Dear members of the International Olympic Committee Evaluation Commission:

Welcome to Chicago!

I know you’re here for the next few days to check out our lovely city to determine if we—as opposed to Madrid, Tokyo, or Rio—have the best plan for hosting the 2016 Olympics.

Just so you know from the outset, I hope you don’t give us the games. I’ve been against it from the start, and I could fill a book with the reasons. But I’m not here to tell you how paying for the games would cripple my hometown—if you want that, see chicagoreader.com/2016_olympics. This letter is about your needs, not ours. I’m here to tell you some things about Chicago you’ll never hear from Mayor Daley, who’s acting like a used-car salesman, trying to sell you an old beater without letting you look under the hood.

Here’s the fundamental problem: We can’t afford the games. We’re broke—and I mean damn near destitute. The public school system is about $475 million in the red and the city’s facing its own deficit of at least $200 million. Just a few months ago Mayor Daley said he’d balanced the budget by raising fees and fines and slashing the city payroll, but already expenses have risen and revenues have dropped faster than anticipated. His aides have warned that more cuts could be on the way.

The Chicago Transit Authority, which runs our public transportation system, is busted too, in more ways than one. CTA officials are in the thick of their annual budget crisis, warning of fare hikes and service cuts that could affect traffic in every part of town. They don’t have enough money to replace the old buses or repair the tracks that are falling apart.

I know it’s not your concern if it takes ordinary Chicagoans ever more time and money to get to work, especially since the 2016 bid committee has made it clear that it won’t depend on the CTA to shuttle athletes, reporters, and spectators back and forth from hotels to venues.

But thousands of people here are quietly stewing over these budget problems, since they’re the ones who always have to fork over taxes, fees, and fines to make up the difference. Mayor Daley has acknowledged that citizens won’t stand for another property tax hike, especially with thousands of families losing their homes to foreclosure during the economic meltdown.

So instead he’s hiking fees that hit tourists as well as residents. It costs more than ever to park, go to a play or restaurant, or stay in a hotel. And he’s selling off pieces of public property, including Midway Airport and the city’s parking meters. It’s starting to sink in here. A day doesn’t go by when I don’t get a call from an outraged resident bitching and moaning about how much it costs now to park at a meter—or to pay off parking tickets.

And then there are the TIFs: $550 million a year in property taxes siphoned from the schools and parks to feed slush funds that Mayor Daley controls with virtually no oversight. At the moment, the public is conveniently in the dark about them because they’re too complicated for the mainstream press to cover and our tax bills don’t reflect how much we’re paying to keep them funded. But every year the TIF take rises and sooner or later the public will catch on. (If you’d like to bone up on the subject, see chicagoreader.com/tifarchive.)

Again, I know it’s not your problem if the city is selling off public assets or keeping two sets of books. But I do think you’ll want to keep these things in mind as you consider whether the bid committee’s financial guarantees are worth the paper they’re written on.

______________________________

## EXERCISES
1. According to the letter, by about how much is Chicago's public school system in the red?
2. Reproduce the passage of the letter from "Here’s the fundamental" to "on the way.".
The listing that comes next has no connection to the letter.

## MATERIAL
______________________________

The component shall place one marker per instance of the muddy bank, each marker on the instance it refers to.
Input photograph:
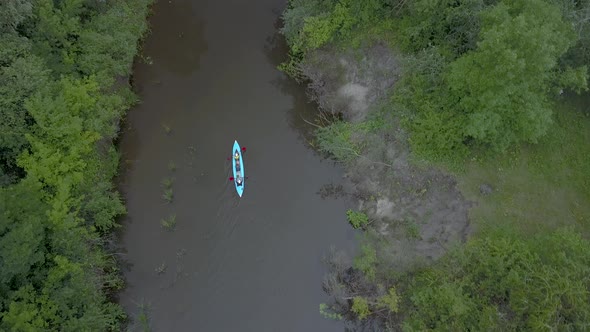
(419, 209)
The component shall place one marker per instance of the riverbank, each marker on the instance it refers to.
(418, 209)
(451, 189)
(64, 87)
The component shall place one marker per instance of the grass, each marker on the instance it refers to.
(169, 223)
(538, 187)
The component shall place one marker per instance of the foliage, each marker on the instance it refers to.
(360, 307)
(327, 313)
(311, 24)
(339, 140)
(357, 219)
(60, 108)
(366, 261)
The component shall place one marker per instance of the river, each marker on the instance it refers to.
(231, 264)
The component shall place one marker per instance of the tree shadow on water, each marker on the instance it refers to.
(303, 114)
(177, 39)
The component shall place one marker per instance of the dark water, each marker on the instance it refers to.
(249, 264)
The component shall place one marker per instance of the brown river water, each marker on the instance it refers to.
(231, 264)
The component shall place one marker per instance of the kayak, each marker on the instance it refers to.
(238, 167)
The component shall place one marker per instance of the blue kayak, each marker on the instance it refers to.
(238, 167)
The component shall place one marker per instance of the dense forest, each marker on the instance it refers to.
(64, 86)
(488, 87)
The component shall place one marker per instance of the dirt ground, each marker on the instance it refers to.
(419, 210)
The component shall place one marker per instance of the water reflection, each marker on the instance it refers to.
(179, 45)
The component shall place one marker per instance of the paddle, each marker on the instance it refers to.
(243, 150)
(231, 178)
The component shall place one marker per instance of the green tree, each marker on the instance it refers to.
(502, 86)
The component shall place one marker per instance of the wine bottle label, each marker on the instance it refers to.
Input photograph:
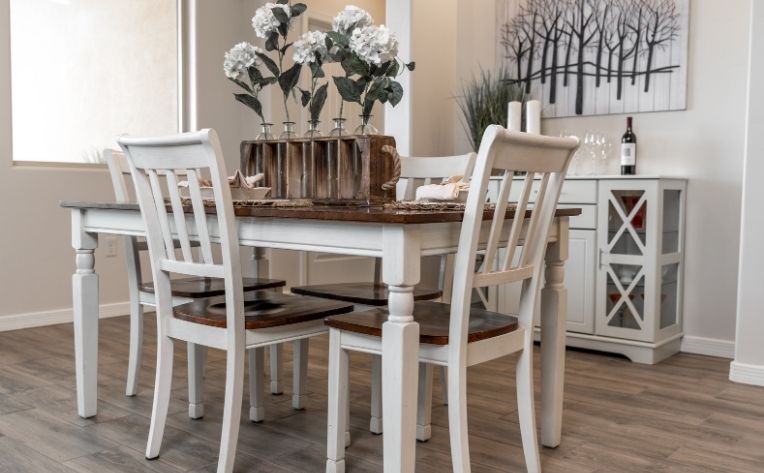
(628, 154)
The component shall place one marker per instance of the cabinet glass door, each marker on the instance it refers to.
(623, 279)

______________________________

## ANSWERS PER TASK
1. About $475 million.

2.
Here’s the fundamental problem: We can’t afford the games. We’re broke—and I mean damn near destitute. The public school system is about $475 million in the red and the city’s facing its own deficit of at least $200 million. Just a few months ago Mayor Daley said he’d balanced the budget by raising fees and fines and slashing the city payroll, but already expenses have risen and revenues have dropped faster than anticipated. His aides have warned that more cuts could be on the way.